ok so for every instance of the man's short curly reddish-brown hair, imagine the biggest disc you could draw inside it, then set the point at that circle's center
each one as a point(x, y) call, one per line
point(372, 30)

_ _ _ _ _

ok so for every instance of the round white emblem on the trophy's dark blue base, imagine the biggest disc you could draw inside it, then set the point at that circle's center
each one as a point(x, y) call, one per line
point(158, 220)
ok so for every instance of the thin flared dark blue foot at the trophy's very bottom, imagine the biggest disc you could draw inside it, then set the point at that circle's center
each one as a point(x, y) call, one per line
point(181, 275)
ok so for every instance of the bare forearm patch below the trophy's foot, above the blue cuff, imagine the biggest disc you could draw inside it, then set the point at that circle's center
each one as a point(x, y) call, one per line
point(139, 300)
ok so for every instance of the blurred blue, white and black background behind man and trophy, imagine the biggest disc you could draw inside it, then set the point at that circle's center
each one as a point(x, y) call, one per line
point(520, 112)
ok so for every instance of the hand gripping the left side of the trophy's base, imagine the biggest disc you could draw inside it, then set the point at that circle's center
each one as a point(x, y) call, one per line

_ _ _ _ _

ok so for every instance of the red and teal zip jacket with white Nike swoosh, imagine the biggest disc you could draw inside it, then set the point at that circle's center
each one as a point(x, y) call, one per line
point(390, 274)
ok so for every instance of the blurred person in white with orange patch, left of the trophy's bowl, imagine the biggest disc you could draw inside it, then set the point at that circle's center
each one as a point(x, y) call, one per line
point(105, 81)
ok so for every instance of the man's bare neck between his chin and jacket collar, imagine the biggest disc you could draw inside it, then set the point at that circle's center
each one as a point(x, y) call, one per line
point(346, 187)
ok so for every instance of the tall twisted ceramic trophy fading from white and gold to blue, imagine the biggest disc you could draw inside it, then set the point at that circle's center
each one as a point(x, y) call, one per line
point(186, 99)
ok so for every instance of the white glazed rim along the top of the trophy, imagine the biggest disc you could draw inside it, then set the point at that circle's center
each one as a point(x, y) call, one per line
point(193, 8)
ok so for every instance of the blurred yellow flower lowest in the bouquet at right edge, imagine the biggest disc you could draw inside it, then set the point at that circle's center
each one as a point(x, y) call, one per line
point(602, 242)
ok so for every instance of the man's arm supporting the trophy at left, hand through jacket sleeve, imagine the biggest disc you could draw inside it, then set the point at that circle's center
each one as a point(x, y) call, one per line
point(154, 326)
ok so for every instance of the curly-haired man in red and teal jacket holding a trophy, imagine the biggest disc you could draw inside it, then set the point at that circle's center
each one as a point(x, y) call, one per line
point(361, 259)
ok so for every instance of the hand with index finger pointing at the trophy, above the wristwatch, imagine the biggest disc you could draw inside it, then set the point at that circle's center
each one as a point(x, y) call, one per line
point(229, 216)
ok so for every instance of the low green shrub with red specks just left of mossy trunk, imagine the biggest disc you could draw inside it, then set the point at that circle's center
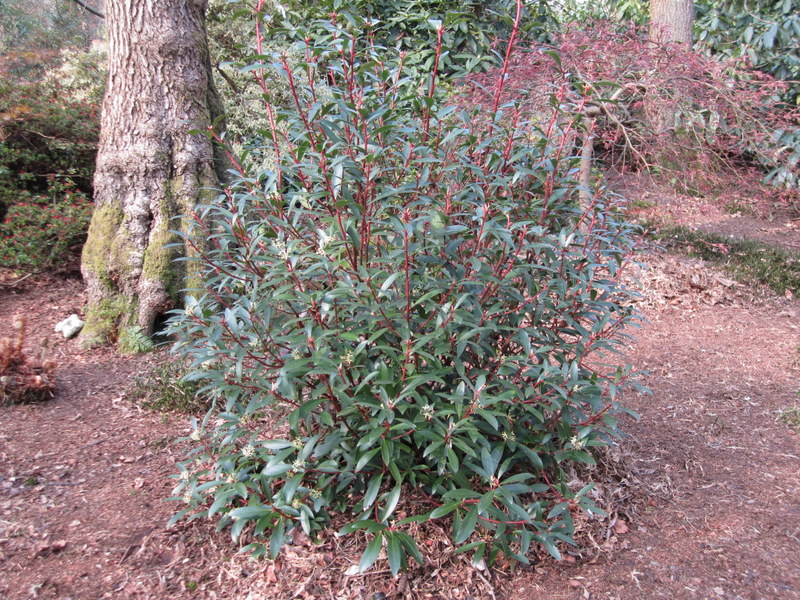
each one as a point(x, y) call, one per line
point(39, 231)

_ _ _ _ _

| TASK BRIEF |
Reply by stating only how many lines in the listing hold the word "curly".

| EXERCISE SOLUTION |
2